EXERCISE TASK
Count the lines below that contain the string "gray", treating uppercase and lowercase as different, and give only that number.

SOURCE MATERIAL
>> Start
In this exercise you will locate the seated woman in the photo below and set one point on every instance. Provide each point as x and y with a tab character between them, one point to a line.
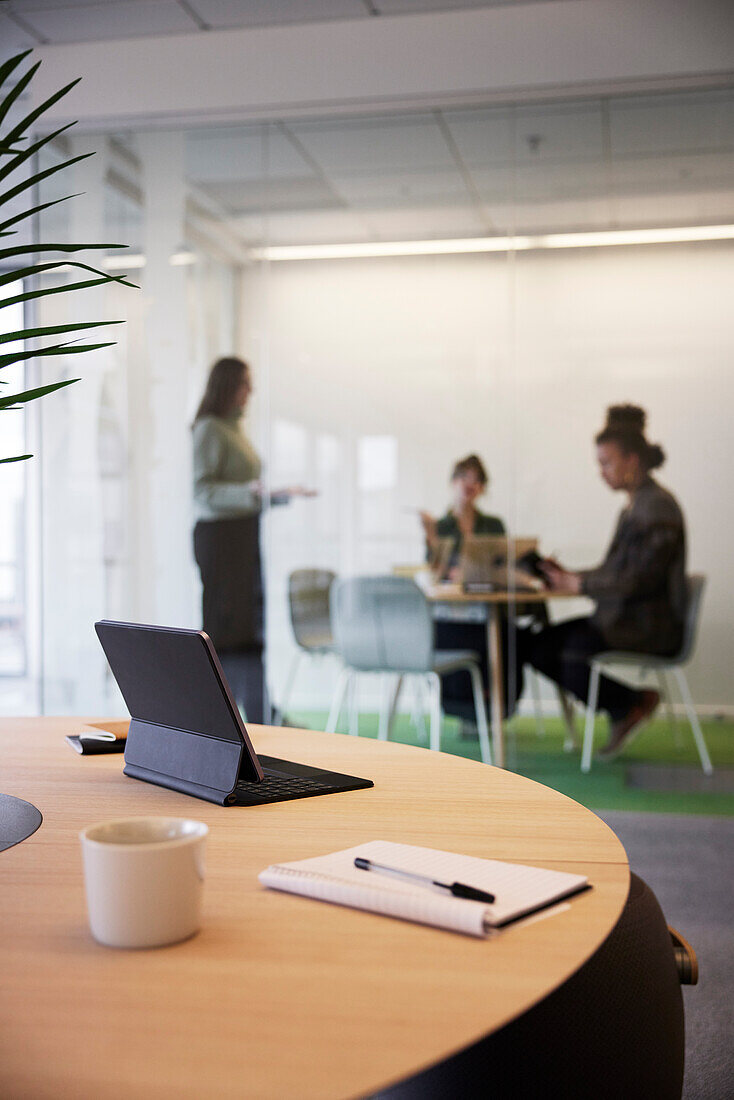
>> End
>> Start
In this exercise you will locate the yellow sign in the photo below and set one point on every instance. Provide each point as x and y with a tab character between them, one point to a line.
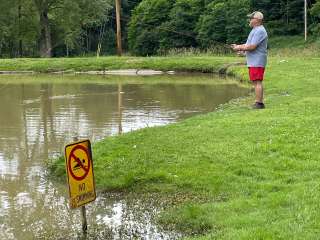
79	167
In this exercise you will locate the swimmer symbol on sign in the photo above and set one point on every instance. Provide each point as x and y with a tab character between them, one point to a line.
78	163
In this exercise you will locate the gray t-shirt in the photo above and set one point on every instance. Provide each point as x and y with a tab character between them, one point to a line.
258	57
>> End
ANSWER TO THIS TASK
1